- _PAGE_
-*-*-

Customer satisfaction surveys measure the level of satisfaction a customer has with a brand.
This is critical to the success of a brand - how will they know how to cater to customers without asking them?
With the data gathered from these surveys, brands can implement…
- Improved marketing strategies
- Better customer service techniques
- Personalized shopping experience
And this last one is super important, as 68% of consumers prefer a personalized shopping experience.
Below, we'll cover some of the top benefits of running customer surveys, along with potential drawbacks.
Pros of customer satisfaction surveys ✅
Insight into customer preferences and behaviors
Think of these surveys as a tool to directly tap into your audience.
Here are some types of insights you can gather from customer surveys:
- How satisfied or dissatisfied customers are with your products or services
- Identify emerging trends and changing customer preferences in the market
- Demographic information such as age, gender, location, occupation, etc. to tailor marketing efforts accordingly
- Insights into the decision-making process of customers, including factors that influence their buying decisions
Identifying areas for improvement
We like to use this scenario: there may be something about your brand that customers dislike, making them less likely to buy from you.
With customer surveys, brands will be able to identify this type of issue straight from the customer. With that information, brands can improve their strategies.
Measuring customer satisfaction and loyalty
The key here is to track this data for continued improvement.
As we always say, market research isn't a one-and-done deal, especially when you're dealing with surveys. Measuring customer opinion through surveys should be an ongoing strategy, as this allows brands to observe current trends and adjust accordingly.
By continued measurement, brands will always be improving their strategies. This leads to increased customer retention, loyalty, and word-of-mouth referrals.
Cons of customer surveys ❌
This drawback is more related to how the surveys are distributed.
Put yourself in this position. If a store you've shopped at is continuously sending you links to take a survey, you're probably going to rush through the survey or ignore it.
This is why it's so important to time your surveys correctly. Sending too many will likely annoy your customers (and maybe even push them away).
Remember, as a brand, you want your customers to know you care, but don't be pushy about it!
The limited scope of feedback
Depending on the depth of data you want to uncover, surveys may not be the best option.
One of the benefits of surveys is that they offer structured questions for better-defined responses.
However, this can backfire and end up limiting you depending on your needs. If you're looking for more detailed insights, surveys may not be the answer.
Instead, methodologies such as customer focus groups or in-depth interviews will be a better fit as they offer more in-depth feedback.
But more on that in a minute!
Omnibus surveys or piggyback surveys are a type of online survey. However, instead of one company sponsoring the market research, the survey includes questions from multiple different organizations.
This type of market research allows several brands and businesses to purchase a few questions as part of a much larger survey.

-*-*-

- _SUPPLIED DATA_
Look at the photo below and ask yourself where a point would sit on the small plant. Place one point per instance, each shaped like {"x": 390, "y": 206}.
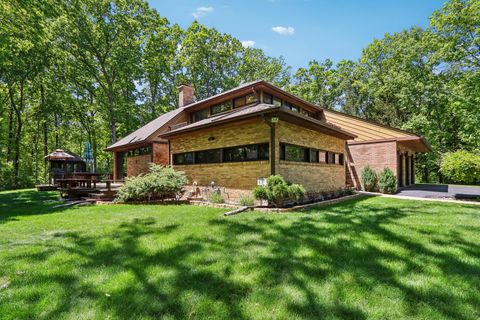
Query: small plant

-*-*-

- _SHORT TASK A_
Answer these questions from the article on customer satisfaction surveys:
(i) What percentage of consumers prefer a personalized shopping experience?
(ii) Which two methodologies does the article recommend when more in-depth feedback is needed?
(iii) How does an omnibus survey differ from market research sponsored by a single company?
- _SHORT TASK B_
Pick up the article on customer satisfaction surveys after its final sentence and continue it.

- _TASK OUTPUT A_
(i) 68%.
(ii) Customer focus groups and in-depth interviews.
(iii) An omnibus survey includes questions from several different organizations, each of which buys a few questions as part of a much larger survey.

- _TASK OUTPUT B_
- Company A wants to ask respondents about their recent car purchases
- Company B wants to ask respondents about home mortgages
- Company C wants to ask respondents about coffee preferences
A market research company, like Drive Research, takes these different objectives to create a multi-sponsor survey. When the survey is complete, each company is only given access to results from the questions they sponsored.
This type of market research typically takes 3 to 7 days to complete.
Thought, the length of the timeline depends on how quickly the survey draft is signed off on and how difficult the target audience is to reach.
We'll only just scratch the surface of omnibus market research in this article. For a full overview, read our Ultimate Guide to Conducting Omnibus Surveys.
Advantages of omnibus surveys ✅
Omnibus surveys carry many of the same advantages as online surveys: cost-effective, timely results, and access to a large sample of respondents.
These aspects become even more advantageous being that only a handful of questions are asked in most cases.
Therefore, a significant benefit of omnibus surveys is that Responses from a general population can be gathered in minutes.
If you are looking for a low-budget market research methodology, omnibus surveys are as cheap as they come.
Disadvantages of omnibus surveys ❌
Increased chances of respondent burnout
Because several organizations are purchasing questions to create an omnibus survey, the questionnaire can become quite unruly.
There is no guarantee that your questions will be asked at the beginning of a survey when respondents are most engaged.
There is a chance respondents will have answered 50 questions, before answering yours.
At this point, many respondents are disengaged and are not providing quality feedback. Realistically, they're rushing to complete the omnibus survey to receive an incentive.
How to avoid respondent burnout in omnibus surveys
To avoid this, find a market research company like Drive Research that creates shorter surveys and can guarantee a goal number of responses.
Oftentimes when a client is looking to conduct an omnibus survey, our market research firm does not wait till other organizations join in.
We can field your survey questions within 24 to 48 hours.
Omnibus survey real-world example
Recently, Drive Research was hired to conduct an omnibus survey.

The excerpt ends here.